SOURCE PASSAGE
Re: uninitialized pmem struct pages

From: David Hildenbrand
Date: Mon Jan 04 2021 - 05:47:14 EST


On 04.01.21 11:03, Michal Hocko wrote:
> Hi,
> back in March [1] you have recommended 53cdc1cb29e8
> ("drivers/base/memory.c: indicate all memory blocks as removable") to be
> backported to stable trees and that has led to a more general discussion
> about the current state of pfn walkers wrt. uninitialized pmem struct
> pages. We haven't concluded any specific solution for that except for a
> general sentiment that pfn_to_online_page should be able to catch those.
> I might have missed any follow ups on that but I do not think we have
> landed on any actual solution in the end. Have I just missed any followups?

Thanks for raising this issue. It's still on my list of "broken and
non-trivial to fix" things.

So, as far as I recall, we still have the following two issues remaining:

1. pfn_to_online_page() false positives

The semantics of pfn_to_online_page() were broken with sub-section
hot-add in corner cases.

If we have ZONE_DEVICE hot-added memory that overlaps in a section with
boot memory, this memory section will contain parts ZONE_DEVICE memory
and parts !ZONE_DEVICE memory. This can happen in sub-section
granularity (2MB IIRC). pfn_to_online_page() will succeed on ZONE_DEVICE
memory parts as the whole section is marked as online. Bad.

One instance where this is still an issue is
mm/memory-failure.c:memory_failure() and
mm/memory-failure.c:soft_offline_page(). I thought for a while about
"fixing" these, but to me it felt like fixing pfn_to_online_page() is
actually the right approach.

But worse, before ZONE_DEVICE hot-add
1. The whole section memmap does already exist (early sections always
have a full memmap for the whole section)
2. The whole section memmap is initialized (although eventually with
dummy node/zone 0/0 for memory holes until that part is fixed) and might
be accessed by pfn walkers.

So when hotadding ZONE_DEVICE we are modifying already existing and
visible memmaps. Bad.


2. Deferred init of ZONE_DEVICE ranges

memmap_init_zone_device() runs after the ZONE_DEVICE zone was resized
and outside the memhp lock. I did not follow if the use of
get_dev_pagemap() actually makes sure that memmap_init_zone_device() in
pagemap_range() actually completed. I don't think it does.

ENTRIES
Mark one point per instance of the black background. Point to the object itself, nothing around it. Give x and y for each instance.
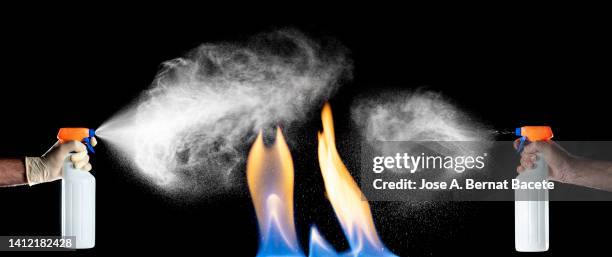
(507, 70)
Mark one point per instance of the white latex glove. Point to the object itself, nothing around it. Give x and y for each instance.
(48, 167)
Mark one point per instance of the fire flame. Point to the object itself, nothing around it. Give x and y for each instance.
(347, 200)
(270, 179)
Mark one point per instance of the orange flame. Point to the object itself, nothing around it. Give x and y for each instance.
(270, 179)
(347, 200)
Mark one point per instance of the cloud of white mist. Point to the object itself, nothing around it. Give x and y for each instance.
(190, 130)
(419, 115)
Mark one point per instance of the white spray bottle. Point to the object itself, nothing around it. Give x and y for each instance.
(531, 206)
(78, 194)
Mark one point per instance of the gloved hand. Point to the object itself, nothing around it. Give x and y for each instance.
(48, 167)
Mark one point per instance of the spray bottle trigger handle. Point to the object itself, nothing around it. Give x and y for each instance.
(521, 145)
(88, 144)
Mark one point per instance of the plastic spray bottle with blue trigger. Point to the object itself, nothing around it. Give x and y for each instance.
(531, 206)
(78, 194)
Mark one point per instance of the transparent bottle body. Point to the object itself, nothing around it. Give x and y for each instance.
(78, 206)
(531, 218)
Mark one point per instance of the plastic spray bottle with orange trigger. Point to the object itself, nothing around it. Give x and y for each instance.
(531, 205)
(78, 194)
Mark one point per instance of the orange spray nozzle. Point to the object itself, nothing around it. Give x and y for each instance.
(79, 134)
(533, 133)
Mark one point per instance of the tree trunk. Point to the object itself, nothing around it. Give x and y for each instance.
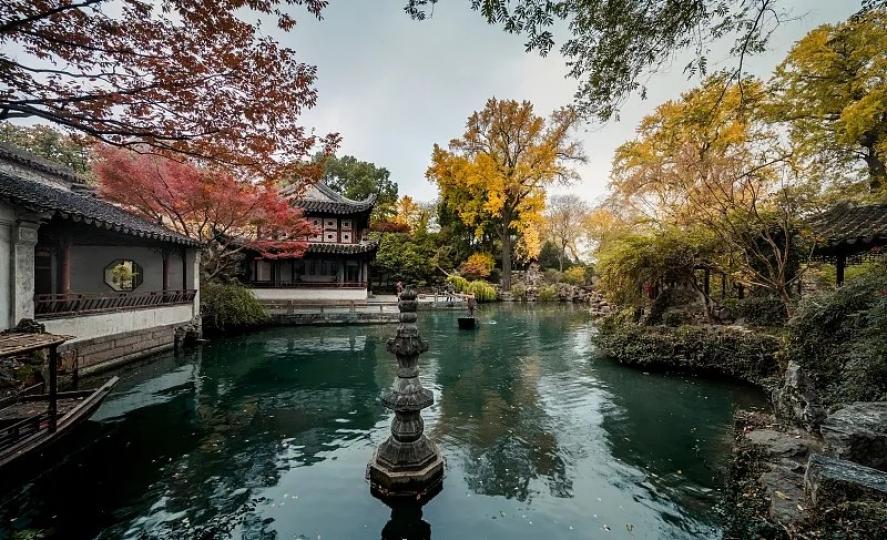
(506, 259)
(876, 168)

TASK GOAL
Reproduce the part of the post on uninitialized pmem struct pages that begins with the words "If we have ZONE_DEVICE" and ends after the words "as online. Bad.". None of the material is needed here.

COMPLETED EXERCISE
If we have ZONE_DEVICE hot-added memory that overlaps in a section with
boot memory, this memory section will contain parts ZONE_DEVICE memory
and parts !ZONE_DEVICE memory. This can happen in sub-section
granularity (2MB IIRC). pfn_to_online_page() will succeed on ZONE_DEVICE
memory parts as the whole section is marked as online. Bad.